I’m old, but I’m not dead yet.
Then again, maybe I ought to be considering all of the double dog dares I chose to take on as a child.
Of course, eating dirt, paper plates, napkins and TP’ing Mrs. McDaniel’s house is nothing compared to what teens these days are doing to prove to their peers that they are cool like that.
When I first heard about teens drinking hand sanitizer in order to score a cheap buzz, I thought the cases were isolated. However, since the Los Angeles Times went public with its investigation into the new trend of chugging hand sanitizer to absorb its 62 percent of ethyl alcohol (or about 120 proof), an alarming number of young bonehead lemmings have been reportedly following suit.
NPR recently published a report revealing that some teens are now using salt to separate the alcohol from the sanitizer.
Yes, you read correctly: Thousands of high school students–some of whom you may know personally–are reportedly spending their days Googling distillation instructions in order to transform the popular anti-bacterial product into a potent drink similar to a shot of hard liquor.
Hand.
Sanitizer.
The very generation we are leaving the future of the world to, is quaffing hand sanitizer.

━━━━━━━━━━━━━━━━━━━━

> **CHECK YOUR UNDERSTANDING**:
a) Answer these questions about the column on teens drinking hand sanitizer, one line each:
(i) What percentage of ethyl alcohol does the column say hand sanitizer contains?
(ii) Which outlet reported that some teens use salt to separate the alcohol from the sanitizer?
(iii) Whose house does the writer mention having TP'd as a child?
b) Carry on the column about teens drinking hand sanitizer, starting after its final sentence and keeping its voice.

> **GIVEN MATERIAL**:

━━━━━━━━━━━━━━━━━━━━

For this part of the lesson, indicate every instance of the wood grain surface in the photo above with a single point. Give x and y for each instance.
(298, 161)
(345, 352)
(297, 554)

━━━━━━━━━━━━━━━━━━━━

> **ANSWERS FOR THE EXERCISE**:
a)
(i) 62 percent, or about 120 proof.
(ii) NPR.
(iii) Mrs. McDaniel's.

b)
Let that sink in for a bit.
Do you know what hand sanitizer tastes like?
Most sane individuals don’t, and will never.
Then, you’ve got these select adolescents turning to cinnamon, cough syrup, mouthwash, vanilla extract, and now hand sanitizer, in order to escape reality without worrying about being carded.
Their harebrained move was spoofed on Jimmy Kimmel’s late night show a few weeks ago. The comedian did hand sanitizer shots with actor John Cusack.
“I feel cleaner inside,” Kimmel said to his high profile guest. “And I also feel like I’m going to die.”
According to doctors, no one has died from ingesting hand sanitizer—-yet. Still, be aware that ethyl alcohol is toxic, and if your teen lacks stellar judgment, then perhaps you should start buying foam hand sanitizer.